• [Directions] Arrange the lines of the items as a Markdown table with the columns Row and Entry, starting with the line containing "point: the haze" and ending with the final line. Give each line its row number, and leave out blank lines.

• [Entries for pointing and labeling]
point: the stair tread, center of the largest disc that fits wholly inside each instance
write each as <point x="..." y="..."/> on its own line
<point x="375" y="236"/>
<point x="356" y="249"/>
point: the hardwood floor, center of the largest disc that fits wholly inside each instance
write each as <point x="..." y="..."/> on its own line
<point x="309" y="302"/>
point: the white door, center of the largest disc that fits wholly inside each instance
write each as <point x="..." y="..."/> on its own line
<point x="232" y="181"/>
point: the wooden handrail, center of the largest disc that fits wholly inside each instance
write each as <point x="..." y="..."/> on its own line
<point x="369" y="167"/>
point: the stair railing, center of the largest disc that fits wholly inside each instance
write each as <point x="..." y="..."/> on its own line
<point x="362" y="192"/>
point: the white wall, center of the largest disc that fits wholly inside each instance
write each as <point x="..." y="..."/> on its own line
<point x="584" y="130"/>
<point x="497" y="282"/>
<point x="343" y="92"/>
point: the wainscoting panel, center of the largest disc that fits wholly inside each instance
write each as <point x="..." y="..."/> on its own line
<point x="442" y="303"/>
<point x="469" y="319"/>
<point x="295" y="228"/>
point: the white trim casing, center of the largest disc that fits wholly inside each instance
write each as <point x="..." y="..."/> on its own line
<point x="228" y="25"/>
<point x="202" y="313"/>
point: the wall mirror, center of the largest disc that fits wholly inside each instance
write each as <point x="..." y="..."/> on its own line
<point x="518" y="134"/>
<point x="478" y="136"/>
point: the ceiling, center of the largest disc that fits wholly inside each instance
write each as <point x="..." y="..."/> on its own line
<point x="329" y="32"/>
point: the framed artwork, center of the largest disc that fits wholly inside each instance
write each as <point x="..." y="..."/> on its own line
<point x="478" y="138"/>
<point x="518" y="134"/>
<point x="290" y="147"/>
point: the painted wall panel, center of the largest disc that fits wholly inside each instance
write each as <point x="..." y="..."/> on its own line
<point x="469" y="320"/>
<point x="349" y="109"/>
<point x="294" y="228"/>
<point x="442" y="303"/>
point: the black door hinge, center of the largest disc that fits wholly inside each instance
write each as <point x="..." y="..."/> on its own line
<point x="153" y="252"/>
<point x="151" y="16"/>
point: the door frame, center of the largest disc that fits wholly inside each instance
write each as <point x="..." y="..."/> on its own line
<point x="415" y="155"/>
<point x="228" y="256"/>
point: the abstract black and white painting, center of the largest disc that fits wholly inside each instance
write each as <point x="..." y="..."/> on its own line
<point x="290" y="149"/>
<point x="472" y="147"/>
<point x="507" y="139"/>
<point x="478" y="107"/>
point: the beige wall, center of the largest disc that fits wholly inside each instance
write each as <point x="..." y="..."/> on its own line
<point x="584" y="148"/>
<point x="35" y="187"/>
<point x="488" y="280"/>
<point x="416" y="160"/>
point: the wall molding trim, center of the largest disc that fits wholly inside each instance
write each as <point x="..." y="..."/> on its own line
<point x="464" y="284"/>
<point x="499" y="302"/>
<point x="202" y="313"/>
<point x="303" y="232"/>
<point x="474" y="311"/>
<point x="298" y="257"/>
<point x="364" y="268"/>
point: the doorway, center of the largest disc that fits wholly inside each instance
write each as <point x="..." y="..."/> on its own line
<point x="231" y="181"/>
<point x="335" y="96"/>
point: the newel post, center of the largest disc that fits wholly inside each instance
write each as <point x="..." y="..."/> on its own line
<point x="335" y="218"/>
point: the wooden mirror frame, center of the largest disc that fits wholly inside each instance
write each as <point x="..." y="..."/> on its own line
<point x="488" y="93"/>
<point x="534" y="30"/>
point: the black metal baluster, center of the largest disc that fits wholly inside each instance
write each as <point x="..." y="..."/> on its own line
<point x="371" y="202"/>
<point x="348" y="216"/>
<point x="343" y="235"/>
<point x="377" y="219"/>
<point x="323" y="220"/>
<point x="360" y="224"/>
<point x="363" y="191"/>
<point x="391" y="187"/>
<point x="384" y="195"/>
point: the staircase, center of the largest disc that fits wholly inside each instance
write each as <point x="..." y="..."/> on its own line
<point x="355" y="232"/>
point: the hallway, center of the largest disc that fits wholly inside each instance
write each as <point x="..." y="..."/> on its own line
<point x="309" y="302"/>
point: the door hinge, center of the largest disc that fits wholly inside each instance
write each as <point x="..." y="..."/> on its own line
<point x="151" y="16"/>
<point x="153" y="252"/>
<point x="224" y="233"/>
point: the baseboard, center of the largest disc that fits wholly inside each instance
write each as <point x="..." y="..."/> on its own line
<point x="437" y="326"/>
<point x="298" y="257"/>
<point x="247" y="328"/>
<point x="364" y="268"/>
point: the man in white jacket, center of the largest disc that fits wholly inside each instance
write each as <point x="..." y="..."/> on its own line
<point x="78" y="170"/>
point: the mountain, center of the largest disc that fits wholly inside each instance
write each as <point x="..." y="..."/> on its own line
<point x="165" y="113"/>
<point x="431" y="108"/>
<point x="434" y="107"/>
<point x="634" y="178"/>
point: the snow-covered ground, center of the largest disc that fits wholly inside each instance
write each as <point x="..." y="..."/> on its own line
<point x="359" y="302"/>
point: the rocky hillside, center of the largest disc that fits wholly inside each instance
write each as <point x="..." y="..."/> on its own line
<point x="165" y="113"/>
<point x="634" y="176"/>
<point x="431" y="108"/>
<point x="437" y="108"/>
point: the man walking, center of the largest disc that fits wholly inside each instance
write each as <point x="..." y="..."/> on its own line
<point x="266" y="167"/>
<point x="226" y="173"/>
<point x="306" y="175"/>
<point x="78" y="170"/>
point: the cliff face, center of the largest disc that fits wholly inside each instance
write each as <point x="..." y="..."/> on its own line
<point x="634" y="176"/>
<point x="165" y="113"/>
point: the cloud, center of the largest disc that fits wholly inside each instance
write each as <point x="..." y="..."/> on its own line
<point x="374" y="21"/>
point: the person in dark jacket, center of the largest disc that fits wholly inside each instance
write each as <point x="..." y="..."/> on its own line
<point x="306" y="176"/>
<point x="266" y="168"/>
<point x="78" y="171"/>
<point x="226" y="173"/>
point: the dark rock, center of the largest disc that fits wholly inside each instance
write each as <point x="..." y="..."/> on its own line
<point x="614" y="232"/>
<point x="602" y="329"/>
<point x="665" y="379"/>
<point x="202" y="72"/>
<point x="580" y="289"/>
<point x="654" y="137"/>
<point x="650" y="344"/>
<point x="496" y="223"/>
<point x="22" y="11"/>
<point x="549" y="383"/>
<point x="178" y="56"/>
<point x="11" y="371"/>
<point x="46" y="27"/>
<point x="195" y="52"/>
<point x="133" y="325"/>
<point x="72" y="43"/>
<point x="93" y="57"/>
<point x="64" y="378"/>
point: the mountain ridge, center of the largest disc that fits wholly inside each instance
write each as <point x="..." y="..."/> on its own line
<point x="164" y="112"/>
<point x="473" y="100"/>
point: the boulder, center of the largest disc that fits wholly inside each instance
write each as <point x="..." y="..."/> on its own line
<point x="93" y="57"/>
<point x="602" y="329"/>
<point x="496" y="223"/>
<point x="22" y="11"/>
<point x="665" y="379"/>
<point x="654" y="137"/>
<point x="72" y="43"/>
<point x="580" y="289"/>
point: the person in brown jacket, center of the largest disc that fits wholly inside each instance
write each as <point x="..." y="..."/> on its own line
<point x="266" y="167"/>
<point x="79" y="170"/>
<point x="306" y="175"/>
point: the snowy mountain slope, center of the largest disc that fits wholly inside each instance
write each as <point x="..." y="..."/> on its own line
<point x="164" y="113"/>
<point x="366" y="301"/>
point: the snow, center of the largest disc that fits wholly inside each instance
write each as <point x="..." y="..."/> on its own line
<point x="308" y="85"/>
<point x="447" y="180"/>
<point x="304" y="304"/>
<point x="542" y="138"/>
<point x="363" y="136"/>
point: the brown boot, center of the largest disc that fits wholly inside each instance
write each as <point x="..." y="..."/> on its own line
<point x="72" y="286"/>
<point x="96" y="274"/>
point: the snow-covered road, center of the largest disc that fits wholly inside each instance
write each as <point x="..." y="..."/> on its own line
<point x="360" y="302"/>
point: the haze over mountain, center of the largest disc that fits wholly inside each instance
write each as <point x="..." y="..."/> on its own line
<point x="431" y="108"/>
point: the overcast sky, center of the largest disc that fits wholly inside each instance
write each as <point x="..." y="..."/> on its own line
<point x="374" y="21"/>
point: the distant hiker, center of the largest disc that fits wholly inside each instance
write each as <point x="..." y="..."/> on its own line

• [Solution]
| Row | Entry |
|---|---|
| 1 | point: the haze over mountain, center of the largest disc that fits wholly inside each instance |
| 2 | write each as <point x="..." y="..."/> on its own line |
| 3 | <point x="431" y="108"/> |
| 4 | point: the overcast sky, center of the largest disc that fits wholly inside each instance |
| 5 | write each as <point x="..." y="..."/> on its own line |
| 6 | <point x="374" y="21"/> |
| 7 | point: the distant hiker, center of the largest disc that fits wholly inside each instance |
| 8 | write each as <point x="..." y="..."/> on its own line |